- [Job] Revise the passage on Buddhism and Berkeley below, starting with "FROM BUDDHISM TO" and going on through "a special font).", and replace "soul" with "self".

- [Passage given]
FROM BUDDHISM TO BERKELEY

Web links : YOGACARA BUDDHISM
This week, I will introduce some philosophies with a different view of the soul from Descartes'. The reading below includes some Indian words, here in accentless transliteration but written properly on the sheets I shall hand out (they need a special font).

The West went through what we now call the 'Dark Ages', for reasons I have described before. Indian thought continued uninterrupted and got well ahead of the West for much of history (it was tied more rigorously to scripture, but with freer interpretation of scripture - the word could not be changed but the meaning could). Because it is so wrapped up in religion - religion is really the spirit of old India - Indian philosophy seems 'weird' and fantastical to many modern westerners. However, some of it is quite simply the best humankind has produced.

- [Information shown]
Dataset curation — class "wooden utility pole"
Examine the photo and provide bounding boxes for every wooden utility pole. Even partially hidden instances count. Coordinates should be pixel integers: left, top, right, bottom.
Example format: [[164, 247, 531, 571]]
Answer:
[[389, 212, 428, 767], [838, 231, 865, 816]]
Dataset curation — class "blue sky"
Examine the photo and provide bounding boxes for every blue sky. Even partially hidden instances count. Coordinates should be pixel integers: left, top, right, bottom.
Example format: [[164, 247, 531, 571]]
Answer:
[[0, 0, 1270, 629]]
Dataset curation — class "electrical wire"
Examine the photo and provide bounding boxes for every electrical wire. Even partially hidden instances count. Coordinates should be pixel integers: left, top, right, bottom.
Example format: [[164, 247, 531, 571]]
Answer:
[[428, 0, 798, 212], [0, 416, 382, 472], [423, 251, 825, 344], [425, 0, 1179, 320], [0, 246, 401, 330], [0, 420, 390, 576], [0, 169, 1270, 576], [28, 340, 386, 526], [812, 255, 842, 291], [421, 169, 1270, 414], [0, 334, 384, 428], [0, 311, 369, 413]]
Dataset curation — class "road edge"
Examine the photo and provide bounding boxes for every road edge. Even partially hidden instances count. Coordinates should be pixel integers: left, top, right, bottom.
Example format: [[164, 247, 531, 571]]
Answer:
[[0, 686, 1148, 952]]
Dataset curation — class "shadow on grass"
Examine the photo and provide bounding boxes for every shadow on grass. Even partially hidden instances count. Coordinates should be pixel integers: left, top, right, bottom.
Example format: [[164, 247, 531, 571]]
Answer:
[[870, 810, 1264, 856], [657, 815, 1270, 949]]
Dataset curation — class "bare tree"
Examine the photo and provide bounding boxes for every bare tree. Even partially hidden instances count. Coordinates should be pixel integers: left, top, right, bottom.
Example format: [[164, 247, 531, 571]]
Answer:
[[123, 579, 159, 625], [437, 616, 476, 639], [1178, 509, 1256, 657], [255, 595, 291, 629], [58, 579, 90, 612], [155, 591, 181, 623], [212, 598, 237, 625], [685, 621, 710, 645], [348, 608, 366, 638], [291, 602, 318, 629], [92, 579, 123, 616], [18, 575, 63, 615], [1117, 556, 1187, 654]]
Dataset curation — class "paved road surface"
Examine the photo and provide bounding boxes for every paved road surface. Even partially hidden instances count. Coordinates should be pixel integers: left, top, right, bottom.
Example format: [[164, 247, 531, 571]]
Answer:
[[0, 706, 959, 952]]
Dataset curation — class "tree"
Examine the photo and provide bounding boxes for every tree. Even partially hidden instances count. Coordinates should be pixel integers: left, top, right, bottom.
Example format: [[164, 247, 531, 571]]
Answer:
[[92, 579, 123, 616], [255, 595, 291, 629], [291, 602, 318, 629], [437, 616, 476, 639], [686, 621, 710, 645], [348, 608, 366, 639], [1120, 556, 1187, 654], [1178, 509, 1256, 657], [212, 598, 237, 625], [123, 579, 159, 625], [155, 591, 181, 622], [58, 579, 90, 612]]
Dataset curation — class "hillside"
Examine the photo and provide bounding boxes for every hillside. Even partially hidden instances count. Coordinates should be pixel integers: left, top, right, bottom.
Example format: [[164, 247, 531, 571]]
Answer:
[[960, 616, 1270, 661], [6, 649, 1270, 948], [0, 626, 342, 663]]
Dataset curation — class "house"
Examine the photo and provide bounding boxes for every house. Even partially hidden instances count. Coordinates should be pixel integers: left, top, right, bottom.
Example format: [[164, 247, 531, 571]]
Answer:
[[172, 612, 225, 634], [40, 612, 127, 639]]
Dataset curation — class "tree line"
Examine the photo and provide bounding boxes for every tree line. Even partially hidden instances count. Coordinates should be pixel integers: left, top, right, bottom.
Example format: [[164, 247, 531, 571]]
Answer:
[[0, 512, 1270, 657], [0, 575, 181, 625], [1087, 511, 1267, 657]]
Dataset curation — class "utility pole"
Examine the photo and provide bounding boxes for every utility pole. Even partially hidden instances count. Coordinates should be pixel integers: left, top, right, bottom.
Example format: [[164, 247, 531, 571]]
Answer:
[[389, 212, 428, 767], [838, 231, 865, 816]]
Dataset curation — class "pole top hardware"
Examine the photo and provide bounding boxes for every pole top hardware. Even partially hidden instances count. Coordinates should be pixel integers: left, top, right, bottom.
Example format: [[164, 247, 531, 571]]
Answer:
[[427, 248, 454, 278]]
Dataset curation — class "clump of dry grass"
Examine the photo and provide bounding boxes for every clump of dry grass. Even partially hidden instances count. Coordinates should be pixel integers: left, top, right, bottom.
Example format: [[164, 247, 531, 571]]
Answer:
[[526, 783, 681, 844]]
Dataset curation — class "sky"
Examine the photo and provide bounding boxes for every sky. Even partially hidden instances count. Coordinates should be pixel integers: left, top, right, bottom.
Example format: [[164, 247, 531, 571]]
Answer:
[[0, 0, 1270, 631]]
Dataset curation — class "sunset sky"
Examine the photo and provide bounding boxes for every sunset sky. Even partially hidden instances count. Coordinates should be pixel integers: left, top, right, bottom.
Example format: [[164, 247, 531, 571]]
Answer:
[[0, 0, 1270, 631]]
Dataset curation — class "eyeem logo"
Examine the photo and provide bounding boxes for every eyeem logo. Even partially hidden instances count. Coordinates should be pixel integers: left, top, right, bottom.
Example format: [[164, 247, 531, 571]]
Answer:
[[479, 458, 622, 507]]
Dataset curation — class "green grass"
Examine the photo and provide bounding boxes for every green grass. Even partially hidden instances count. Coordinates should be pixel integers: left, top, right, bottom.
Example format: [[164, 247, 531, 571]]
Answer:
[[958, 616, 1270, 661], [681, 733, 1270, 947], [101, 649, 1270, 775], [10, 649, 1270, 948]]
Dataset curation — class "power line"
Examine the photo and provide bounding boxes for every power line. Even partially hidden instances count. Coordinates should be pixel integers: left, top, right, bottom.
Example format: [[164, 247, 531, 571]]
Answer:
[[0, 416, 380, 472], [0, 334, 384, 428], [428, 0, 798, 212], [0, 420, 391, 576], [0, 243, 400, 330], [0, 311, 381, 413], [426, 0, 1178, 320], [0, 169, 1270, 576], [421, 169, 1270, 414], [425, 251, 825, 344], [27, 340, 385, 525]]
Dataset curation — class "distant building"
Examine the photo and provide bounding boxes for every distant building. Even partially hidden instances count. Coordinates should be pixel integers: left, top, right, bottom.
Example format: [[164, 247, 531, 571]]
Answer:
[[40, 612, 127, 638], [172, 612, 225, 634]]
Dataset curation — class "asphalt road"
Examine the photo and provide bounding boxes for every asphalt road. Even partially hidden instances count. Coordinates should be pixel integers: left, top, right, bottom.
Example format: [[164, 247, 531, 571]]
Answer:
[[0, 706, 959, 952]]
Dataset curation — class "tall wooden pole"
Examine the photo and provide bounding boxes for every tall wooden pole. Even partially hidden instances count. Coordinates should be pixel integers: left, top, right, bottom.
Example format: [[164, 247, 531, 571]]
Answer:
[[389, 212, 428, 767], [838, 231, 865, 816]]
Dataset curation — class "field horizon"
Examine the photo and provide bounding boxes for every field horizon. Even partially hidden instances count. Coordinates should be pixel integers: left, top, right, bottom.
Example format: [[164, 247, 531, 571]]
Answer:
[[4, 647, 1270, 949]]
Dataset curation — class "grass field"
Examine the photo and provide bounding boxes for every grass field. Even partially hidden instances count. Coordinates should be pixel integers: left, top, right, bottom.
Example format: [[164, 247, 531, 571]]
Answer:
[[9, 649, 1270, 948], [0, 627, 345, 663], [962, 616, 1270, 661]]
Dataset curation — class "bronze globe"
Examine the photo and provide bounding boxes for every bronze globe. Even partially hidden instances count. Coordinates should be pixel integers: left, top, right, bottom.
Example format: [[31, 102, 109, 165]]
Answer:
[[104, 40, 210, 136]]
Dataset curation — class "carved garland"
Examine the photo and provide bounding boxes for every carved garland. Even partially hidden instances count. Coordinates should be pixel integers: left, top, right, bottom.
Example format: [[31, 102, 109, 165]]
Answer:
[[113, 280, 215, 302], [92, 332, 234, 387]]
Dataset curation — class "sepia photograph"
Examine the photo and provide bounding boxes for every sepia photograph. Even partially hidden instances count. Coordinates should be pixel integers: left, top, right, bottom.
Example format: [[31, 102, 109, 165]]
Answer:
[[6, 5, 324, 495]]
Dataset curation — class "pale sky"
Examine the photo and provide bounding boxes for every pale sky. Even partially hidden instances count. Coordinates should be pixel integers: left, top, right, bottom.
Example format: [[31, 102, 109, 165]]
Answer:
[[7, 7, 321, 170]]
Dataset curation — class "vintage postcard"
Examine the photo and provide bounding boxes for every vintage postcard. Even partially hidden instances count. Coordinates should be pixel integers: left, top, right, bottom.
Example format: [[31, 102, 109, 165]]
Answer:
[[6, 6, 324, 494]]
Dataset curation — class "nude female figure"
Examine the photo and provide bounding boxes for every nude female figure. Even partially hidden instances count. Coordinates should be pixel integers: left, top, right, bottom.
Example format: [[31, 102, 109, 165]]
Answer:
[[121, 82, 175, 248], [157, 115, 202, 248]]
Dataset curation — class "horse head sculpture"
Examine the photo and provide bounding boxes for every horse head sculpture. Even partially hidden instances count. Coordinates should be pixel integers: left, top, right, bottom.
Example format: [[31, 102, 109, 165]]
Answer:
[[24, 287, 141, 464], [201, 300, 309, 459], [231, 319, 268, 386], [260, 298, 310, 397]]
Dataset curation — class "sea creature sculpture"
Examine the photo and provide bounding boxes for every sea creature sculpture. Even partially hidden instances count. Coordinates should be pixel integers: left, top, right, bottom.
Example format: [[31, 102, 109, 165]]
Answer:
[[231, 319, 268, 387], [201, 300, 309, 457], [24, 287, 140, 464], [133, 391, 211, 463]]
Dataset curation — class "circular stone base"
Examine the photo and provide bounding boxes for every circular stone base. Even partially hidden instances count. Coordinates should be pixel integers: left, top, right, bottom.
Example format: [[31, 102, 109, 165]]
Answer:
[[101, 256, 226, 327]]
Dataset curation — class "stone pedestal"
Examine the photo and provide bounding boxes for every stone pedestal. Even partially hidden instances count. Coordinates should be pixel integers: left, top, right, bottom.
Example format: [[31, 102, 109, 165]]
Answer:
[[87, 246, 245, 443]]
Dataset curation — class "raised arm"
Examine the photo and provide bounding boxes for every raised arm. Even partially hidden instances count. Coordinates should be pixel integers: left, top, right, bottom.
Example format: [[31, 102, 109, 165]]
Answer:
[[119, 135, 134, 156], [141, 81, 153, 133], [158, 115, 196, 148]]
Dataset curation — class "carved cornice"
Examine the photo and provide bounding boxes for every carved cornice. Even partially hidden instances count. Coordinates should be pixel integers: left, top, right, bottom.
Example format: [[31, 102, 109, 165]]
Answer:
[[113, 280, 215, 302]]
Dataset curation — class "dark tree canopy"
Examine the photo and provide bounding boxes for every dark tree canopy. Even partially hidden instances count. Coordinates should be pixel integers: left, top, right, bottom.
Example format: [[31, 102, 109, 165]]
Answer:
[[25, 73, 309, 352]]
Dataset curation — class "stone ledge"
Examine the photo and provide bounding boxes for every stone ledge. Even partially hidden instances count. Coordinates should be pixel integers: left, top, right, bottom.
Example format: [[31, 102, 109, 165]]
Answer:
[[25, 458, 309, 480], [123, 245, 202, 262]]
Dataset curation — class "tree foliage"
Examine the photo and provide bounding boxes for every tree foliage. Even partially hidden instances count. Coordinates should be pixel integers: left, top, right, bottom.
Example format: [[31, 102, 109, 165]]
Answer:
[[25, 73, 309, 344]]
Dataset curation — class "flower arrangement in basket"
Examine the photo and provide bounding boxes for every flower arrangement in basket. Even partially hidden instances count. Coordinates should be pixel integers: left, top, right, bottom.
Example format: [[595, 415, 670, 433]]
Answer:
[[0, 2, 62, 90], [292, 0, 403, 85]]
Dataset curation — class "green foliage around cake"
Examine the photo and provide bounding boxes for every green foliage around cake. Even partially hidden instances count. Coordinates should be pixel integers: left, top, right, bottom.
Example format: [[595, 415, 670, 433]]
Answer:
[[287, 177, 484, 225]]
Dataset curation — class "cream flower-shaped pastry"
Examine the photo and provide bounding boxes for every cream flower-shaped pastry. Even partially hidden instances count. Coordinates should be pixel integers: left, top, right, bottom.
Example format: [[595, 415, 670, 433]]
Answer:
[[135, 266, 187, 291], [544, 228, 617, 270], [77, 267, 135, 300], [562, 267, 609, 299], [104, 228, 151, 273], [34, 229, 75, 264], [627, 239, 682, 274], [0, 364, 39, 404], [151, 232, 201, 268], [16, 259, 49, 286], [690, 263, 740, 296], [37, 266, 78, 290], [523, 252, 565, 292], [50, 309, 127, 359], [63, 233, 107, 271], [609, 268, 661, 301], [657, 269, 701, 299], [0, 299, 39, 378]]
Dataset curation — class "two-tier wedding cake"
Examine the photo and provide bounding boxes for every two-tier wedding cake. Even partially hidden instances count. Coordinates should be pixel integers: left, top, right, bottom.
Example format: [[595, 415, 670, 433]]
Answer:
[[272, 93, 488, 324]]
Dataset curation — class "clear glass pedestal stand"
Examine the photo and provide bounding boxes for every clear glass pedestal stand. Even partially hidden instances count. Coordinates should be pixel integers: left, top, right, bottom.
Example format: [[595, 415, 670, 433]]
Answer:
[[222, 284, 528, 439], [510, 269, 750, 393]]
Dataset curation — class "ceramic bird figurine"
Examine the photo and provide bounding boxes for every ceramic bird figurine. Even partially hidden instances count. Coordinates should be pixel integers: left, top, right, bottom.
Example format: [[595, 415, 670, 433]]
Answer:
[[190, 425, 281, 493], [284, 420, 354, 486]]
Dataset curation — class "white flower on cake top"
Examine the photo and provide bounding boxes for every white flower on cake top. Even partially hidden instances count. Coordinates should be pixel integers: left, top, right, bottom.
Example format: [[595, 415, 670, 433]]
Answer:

- [Exercise answer]
FROM BUDDHISM TO BERKELEY

Web links : YOGACARA BUDDHISM
This week, I will introduce some philosophies with a different view of the self from Descartes'. The reading below includes some Indian words, here in accentless transliteration but written properly on the sheets I shall hand out (they need a special font).